-- BEGIN The input --
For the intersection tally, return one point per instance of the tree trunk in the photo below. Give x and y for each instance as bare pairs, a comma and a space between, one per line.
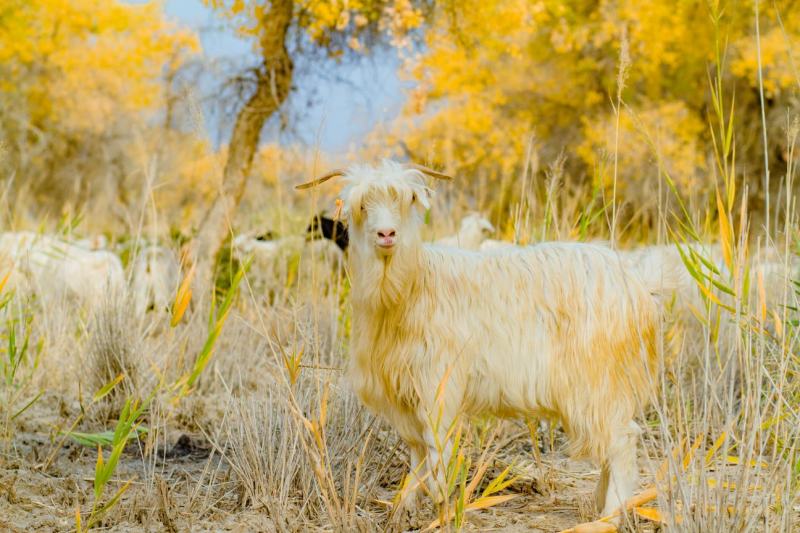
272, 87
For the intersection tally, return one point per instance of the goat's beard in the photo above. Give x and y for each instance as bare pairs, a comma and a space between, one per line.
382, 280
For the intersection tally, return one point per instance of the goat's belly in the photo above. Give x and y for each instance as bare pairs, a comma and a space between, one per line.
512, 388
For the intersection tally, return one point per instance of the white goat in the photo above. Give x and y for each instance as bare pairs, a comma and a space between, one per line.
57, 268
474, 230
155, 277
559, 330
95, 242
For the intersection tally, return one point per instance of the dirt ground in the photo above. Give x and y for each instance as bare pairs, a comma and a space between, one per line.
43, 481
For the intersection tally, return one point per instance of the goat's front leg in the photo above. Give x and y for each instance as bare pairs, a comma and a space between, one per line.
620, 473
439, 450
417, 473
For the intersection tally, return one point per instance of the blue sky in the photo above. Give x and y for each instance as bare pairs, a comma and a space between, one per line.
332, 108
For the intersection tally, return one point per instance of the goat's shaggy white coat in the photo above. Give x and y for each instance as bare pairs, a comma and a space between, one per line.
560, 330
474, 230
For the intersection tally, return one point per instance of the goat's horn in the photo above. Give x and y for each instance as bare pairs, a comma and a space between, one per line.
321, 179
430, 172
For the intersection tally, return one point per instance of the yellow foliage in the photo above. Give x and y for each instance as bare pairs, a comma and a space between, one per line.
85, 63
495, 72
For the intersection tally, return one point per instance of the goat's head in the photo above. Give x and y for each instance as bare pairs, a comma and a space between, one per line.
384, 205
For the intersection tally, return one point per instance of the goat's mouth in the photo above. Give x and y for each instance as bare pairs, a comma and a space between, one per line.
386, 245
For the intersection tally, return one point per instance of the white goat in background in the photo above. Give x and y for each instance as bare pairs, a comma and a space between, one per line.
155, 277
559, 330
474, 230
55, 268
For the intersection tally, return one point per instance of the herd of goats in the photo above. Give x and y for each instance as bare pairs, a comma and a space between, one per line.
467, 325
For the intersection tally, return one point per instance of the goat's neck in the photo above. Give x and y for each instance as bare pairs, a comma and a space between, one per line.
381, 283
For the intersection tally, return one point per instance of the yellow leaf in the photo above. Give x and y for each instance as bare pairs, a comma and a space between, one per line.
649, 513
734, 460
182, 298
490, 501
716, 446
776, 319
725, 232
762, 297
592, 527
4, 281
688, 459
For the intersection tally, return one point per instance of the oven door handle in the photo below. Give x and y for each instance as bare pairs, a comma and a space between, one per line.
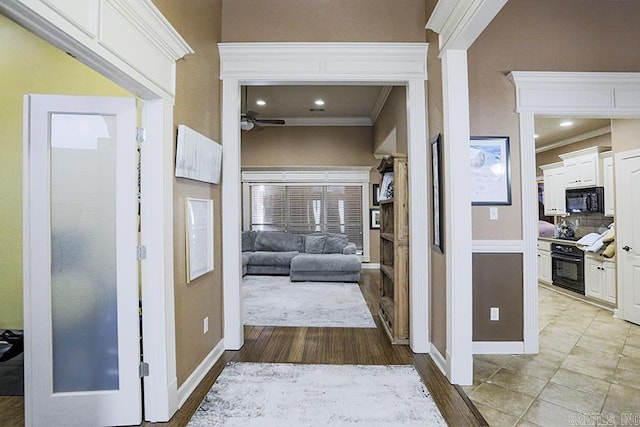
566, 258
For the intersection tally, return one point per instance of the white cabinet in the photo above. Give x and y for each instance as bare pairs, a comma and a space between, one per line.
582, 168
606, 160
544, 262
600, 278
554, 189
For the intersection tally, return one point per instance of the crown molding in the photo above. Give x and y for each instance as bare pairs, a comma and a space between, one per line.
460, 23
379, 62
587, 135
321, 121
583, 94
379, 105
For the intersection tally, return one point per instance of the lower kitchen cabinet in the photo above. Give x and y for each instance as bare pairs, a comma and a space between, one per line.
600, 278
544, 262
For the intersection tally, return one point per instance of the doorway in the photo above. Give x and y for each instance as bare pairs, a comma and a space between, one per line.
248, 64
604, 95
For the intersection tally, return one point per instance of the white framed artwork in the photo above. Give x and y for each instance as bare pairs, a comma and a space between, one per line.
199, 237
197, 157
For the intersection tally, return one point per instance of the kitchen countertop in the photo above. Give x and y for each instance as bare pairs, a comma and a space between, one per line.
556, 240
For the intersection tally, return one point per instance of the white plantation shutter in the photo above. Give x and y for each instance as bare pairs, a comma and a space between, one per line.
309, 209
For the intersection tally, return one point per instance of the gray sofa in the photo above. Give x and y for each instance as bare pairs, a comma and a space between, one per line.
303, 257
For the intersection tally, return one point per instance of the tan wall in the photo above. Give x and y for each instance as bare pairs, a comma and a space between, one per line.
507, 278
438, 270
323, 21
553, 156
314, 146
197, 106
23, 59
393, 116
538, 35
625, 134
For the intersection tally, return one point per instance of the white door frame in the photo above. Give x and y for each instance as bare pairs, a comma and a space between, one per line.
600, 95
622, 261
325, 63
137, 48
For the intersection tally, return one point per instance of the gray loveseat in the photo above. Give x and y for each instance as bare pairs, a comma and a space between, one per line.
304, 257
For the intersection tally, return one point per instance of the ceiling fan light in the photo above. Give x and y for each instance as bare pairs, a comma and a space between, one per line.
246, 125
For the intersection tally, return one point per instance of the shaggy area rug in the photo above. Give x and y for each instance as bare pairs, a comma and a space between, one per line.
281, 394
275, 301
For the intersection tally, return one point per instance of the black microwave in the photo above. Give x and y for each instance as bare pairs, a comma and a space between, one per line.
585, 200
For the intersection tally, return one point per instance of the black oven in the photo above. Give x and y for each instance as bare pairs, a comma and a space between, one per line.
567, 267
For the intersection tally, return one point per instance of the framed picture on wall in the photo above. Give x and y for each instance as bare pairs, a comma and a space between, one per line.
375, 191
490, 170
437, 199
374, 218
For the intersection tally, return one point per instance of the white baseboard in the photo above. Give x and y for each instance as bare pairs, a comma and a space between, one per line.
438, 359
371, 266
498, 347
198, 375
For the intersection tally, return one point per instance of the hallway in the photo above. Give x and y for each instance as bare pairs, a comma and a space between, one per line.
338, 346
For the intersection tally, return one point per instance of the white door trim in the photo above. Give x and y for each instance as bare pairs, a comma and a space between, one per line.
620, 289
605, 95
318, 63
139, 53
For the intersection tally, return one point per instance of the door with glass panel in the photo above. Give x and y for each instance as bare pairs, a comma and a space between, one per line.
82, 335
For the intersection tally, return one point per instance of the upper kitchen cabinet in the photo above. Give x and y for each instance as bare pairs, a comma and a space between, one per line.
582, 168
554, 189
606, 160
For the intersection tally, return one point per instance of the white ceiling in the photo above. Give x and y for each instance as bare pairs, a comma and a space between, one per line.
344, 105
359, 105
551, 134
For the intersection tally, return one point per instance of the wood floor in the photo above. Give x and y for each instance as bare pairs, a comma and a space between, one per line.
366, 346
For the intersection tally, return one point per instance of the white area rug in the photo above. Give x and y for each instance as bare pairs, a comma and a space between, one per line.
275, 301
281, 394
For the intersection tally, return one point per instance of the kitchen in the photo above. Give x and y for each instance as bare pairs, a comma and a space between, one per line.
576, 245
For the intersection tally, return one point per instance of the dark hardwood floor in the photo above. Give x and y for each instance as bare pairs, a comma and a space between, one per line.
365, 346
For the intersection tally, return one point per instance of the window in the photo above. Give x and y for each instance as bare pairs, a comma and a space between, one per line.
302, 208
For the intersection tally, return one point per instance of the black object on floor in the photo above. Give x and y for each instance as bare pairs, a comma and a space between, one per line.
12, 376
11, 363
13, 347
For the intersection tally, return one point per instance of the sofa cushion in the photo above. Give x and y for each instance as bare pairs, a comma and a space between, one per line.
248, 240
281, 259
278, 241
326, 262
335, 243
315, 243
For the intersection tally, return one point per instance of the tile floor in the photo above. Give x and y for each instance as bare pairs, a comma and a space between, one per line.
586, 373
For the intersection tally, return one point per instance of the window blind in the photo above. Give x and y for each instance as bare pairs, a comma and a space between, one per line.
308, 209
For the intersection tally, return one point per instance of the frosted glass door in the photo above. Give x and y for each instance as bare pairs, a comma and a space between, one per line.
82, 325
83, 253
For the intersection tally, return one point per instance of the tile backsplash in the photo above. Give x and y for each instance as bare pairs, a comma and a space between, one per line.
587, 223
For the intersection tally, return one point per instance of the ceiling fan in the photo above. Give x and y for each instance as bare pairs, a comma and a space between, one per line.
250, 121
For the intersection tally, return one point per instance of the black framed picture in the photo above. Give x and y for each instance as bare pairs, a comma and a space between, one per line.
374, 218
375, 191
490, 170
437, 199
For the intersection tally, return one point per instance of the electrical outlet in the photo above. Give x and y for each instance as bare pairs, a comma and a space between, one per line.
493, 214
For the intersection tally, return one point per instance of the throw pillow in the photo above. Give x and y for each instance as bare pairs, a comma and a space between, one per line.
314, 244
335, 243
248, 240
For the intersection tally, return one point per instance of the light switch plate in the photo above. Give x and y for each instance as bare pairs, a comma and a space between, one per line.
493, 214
-- END The input --
» **Your objective**
Reproduce the stretch of rows from the one containing "the black framed" through the last row, requests included. Multiply each x and y coordinate in the answers by 1.45 and round to whole numbers, with halves rounded up.

» **Exercise response**
For the intersection tally, return one point per instance of the black framed picture in the photo above. Give x and y for each instance as bare pairs, a comma and a space between, one per line.
542, 316
544, 277
711, 247
634, 289
For the intersection tally, return one point per instance of the electrical outlet in the photo above. Give x and y for each instance as bare pairs, a comma and a space between, one per line.
715, 310
For the intersection tally, return one point per instance of the throw pillow in the photo above. Give x and y for each instance as bare pairs, a comma and a space between, one per line.
455, 354
486, 352
360, 348
For the intersection tally, return one point per instance of the light switch plate in the photo above. Give x and y for each instance as bare pairs, a comma and a space between, one per line.
715, 310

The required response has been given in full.